You are viewing a plain text version of this content. The canonical link for it is here.
Posted to user@accumulo.apache.org by Russ Weeks <rw...@newbrightidea.com> on 2015/10/07 00:39:48 UTC

Anybody ever used the HDFS NFS Gateway?

I hope this isn't too off-topic. Any opinions re. its
completeness/quality/reliability?

(The use case is, CSV files -> NFS -> HDFS -> Spark -> RFiles -> Accumulo.
Relevance established!)

Thanks,
-Russ

Re: Anybody ever used the HDFS NFS Gateway?

Posted by David Medinets <da...@gmail.com>.
One aspect of creating rfiles for importing into Accumulo that I don't
recall mentioned before is the ability to archive them for future use.

On Tue, Oct 6, 2015 at 10:25 PM, Russ Weeks <rw...@newbrightidea.com>
wrote:

> Hi, Dylan,
>
> Yeah, writing RFiles instead of using BatchWriters
> (AccumuloFileOutputFormat vs. AccumuloOutputFormat) for efficiency and
> atomicity of ingest ("improved" atomicity if that even makes sense).
>
> I'm thinking about the NFS gateway just because the system that's
> producing the CSV is kind of a black box to me. It doesn't speak Hadoop, as
> Christopher alluded to, and I can't control its output format, but I can
> direct its output to a filesystem that it perceives to be local.
>
> My options are either an NFS write direct to HDFS via the gateway, or an
> NFS write to a conventional filesystem that I control, followed by some
> sort of inotify-driven migration from that server to HDFS.
>
> -Russ
>
> On Tue, Oct 6, 2015 at 6:12 PM Dylan Hutchison <dh...@uw.edu> wrote:
>
>> Hi Russ,
>>   I'm curious what you have in mind.  Are you looking for a solution more
>> efficient than running clients that read the CSV files and open
>> BatchWriters?

__LISTED ENTRIES__:
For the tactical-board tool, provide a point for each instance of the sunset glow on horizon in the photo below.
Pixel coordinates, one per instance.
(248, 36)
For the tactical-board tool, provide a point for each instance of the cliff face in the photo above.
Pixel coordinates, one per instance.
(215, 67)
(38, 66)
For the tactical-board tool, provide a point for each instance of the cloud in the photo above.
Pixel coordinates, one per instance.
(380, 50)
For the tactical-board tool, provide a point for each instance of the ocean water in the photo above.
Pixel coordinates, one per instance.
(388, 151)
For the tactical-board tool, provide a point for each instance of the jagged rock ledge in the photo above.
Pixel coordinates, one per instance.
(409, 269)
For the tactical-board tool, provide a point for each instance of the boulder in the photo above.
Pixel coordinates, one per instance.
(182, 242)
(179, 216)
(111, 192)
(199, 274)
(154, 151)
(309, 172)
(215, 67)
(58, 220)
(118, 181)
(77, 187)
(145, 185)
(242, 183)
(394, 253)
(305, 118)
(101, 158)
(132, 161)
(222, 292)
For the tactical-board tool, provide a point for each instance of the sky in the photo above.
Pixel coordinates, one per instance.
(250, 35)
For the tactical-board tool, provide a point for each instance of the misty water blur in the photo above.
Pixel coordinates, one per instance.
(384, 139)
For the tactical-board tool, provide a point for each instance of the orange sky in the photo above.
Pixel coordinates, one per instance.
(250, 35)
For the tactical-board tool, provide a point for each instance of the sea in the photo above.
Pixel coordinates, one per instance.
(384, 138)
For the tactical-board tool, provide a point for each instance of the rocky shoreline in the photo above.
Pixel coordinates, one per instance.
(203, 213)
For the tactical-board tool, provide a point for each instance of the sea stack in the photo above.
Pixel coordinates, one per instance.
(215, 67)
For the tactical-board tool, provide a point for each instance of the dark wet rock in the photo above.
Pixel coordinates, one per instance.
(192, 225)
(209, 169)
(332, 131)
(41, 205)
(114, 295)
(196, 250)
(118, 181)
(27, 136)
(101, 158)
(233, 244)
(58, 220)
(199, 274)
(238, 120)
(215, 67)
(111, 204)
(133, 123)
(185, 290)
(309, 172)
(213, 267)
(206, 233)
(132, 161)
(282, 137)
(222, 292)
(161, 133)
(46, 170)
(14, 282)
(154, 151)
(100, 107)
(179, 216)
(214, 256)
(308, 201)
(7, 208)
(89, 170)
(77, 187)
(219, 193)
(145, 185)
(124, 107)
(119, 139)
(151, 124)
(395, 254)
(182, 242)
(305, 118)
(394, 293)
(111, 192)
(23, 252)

__SHORT TASK 1__: In the NFS Gateway thread, what reasons does Russ give for writing RFiles instead of using BatchWriters?
__SHORT TASK 2__: Please output the part of the NFS Gateway thread between "(The use case" and "Re: Anybody ever used the HDFS NFS Gateway?", inclusive, with no changes.
Answer from the thread alone, not from the entries.

__CORRECT RESULT 1__: Efficiency and atomicity of ingest.

__CORRECT RESULT 2__:
(The use case is, CSV files -> NFS -> HDFS -> Spark -> RFiles -> Accumulo.
Relevance established!)

Thanks,
-Russ

Re: Anybody ever used the HDFS NFS Gateway?